***** Given data *****

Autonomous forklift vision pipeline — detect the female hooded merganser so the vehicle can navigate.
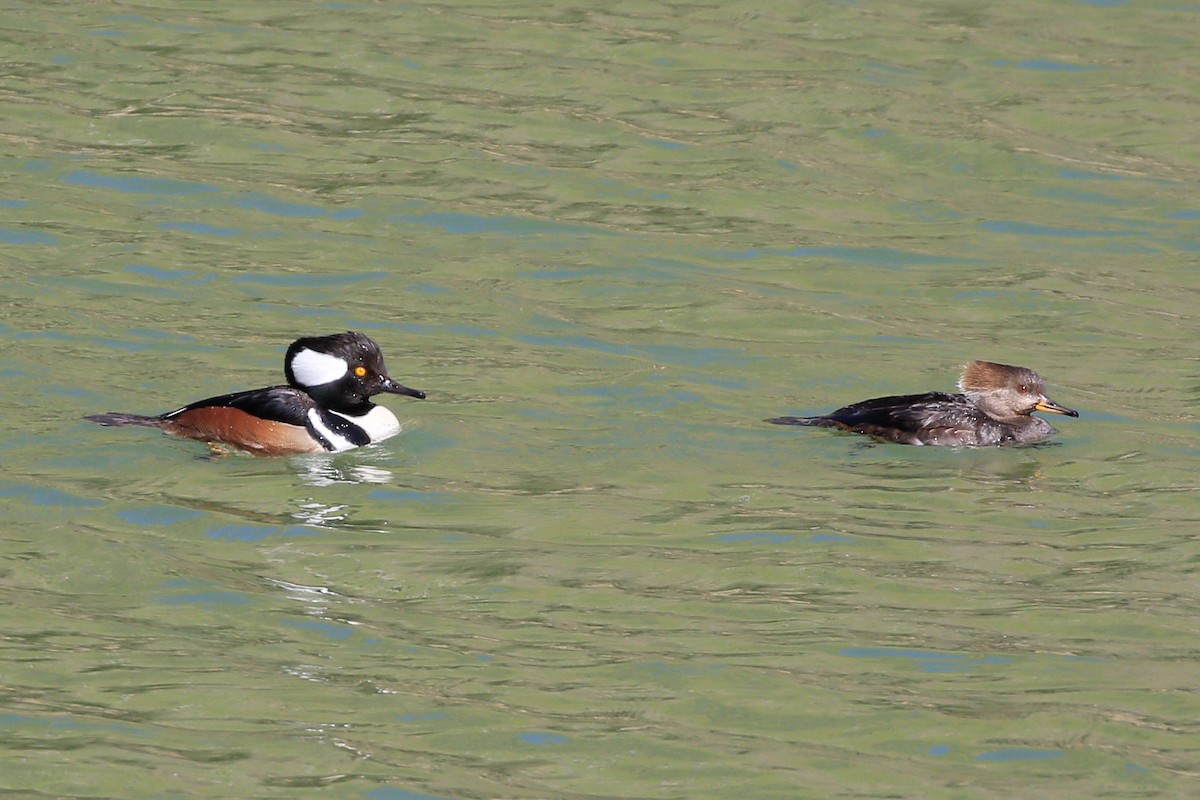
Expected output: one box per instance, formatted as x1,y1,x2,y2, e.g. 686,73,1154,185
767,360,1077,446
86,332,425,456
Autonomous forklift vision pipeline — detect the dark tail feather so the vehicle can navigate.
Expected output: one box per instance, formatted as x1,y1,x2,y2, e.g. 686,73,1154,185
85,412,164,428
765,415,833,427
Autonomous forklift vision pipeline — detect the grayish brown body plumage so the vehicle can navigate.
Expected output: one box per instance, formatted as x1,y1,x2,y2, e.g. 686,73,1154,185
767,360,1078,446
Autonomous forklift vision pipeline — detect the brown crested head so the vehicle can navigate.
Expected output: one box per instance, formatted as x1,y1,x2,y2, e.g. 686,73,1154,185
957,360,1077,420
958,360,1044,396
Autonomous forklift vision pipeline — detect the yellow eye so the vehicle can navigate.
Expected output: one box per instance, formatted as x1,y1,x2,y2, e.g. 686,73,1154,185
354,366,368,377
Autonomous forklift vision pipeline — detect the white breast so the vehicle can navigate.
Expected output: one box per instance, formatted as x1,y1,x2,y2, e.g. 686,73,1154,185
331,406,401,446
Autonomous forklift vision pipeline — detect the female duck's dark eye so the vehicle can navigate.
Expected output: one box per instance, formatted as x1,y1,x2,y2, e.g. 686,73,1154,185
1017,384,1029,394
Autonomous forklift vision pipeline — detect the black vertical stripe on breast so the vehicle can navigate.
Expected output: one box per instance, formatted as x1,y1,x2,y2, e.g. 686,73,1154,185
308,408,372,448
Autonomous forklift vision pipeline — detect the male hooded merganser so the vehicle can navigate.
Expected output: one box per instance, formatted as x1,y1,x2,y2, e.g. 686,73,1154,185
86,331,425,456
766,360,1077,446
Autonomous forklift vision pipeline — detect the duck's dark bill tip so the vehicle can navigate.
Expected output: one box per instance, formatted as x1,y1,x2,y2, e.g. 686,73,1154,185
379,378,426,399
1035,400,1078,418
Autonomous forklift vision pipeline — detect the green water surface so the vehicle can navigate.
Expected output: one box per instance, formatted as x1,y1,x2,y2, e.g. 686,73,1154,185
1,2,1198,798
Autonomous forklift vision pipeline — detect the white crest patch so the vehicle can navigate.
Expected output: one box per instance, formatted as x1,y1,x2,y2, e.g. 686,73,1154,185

*****

◆ Description of the task ◆
Leave out the pictures and output the rest of the records exactly.

◆ Solution to the problem ◆
Autonomous forklift vision pipeline — detect the female hooded merganser so the vehicle can navigate.
Expected output: one box per instance, formatted as x1,y1,x2,y2, e.g. 686,73,1154,185
767,360,1077,446
86,332,425,456
Autonomous forklift vision pipeline — detect the dark tail feather so the vehicle can navigate.
Expected output: one box per instance, formatted as x1,y1,x2,y2, e.g. 686,73,1154,185
85,412,164,428
765,415,833,427
Autonomous forklift vision pipeline — detect the grayish brown body plumage so the vehicle can navigate.
Expected output: one box per instance, formatted as x1,y1,x2,y2, e.g. 686,73,1154,185
767,360,1078,446
Autonomous forklift vision pipeline — detect the brown crested head so the vehicle can navigate.
Expected output: one box per instance, formatted as x1,y1,x2,y2, e.g. 686,73,1154,185
957,360,1077,420
958,360,1044,396
Autonomous forklift vision pipeline — detect the yellow eye so the vehicle can navigate.
Expected output: one box per instance, formatted as x1,y1,x2,y2, e.g. 686,73,1154,185
354,366,368,377
Autonomous forklift vision pipeline — detect the white breast so the vehicle can navigate.
Expected output: one box per instance, formatted as x1,y1,x2,y2, e.g. 686,73,1154,185
331,406,401,446
Autonomous forklift vision pipeline — detect the female duck's dark eye so the vehicle can navigate.
Expected output: one box per instance, formatted as x1,y1,x2,y2, e.g. 686,73,1154,185
1017,384,1029,394
Autonomous forklift vision pipeline — detect the black vertical stripe on breast so the vehicle can navigate.
Expected output: one box per instance, formatted as x1,y1,x2,y2, e.g. 686,73,1154,185
308,408,372,448
Autonomous forklift vision pipeline — detect the male hooded merganser so the vehicle can navigate.
Expected output: one box per instance, formatted as x1,y1,x2,y2, e.g. 686,73,1154,185
86,331,425,456
766,360,1077,446
Autonomous forklift vision pipeline — detect the duck's dark bill tip so the vehicle can navigate.
Expected output: one box per instance, formatted as x1,y1,x2,y2, e.g. 686,73,1154,185
379,378,426,399
1035,400,1078,418
Autonomous forklift vision pipeline — detect the green water surface so the vehicle can navigate.
Expected output: one box per instance, formatted as x1,y1,x2,y2, e.g. 686,73,1154,185
1,2,1198,798
Autonomous forklift vision pipeline — detect the white crest patch so the vehicle can navigate.
Expected output: one box per instance, formatted as x1,y1,x2,y2, e.g. 686,73,1154,185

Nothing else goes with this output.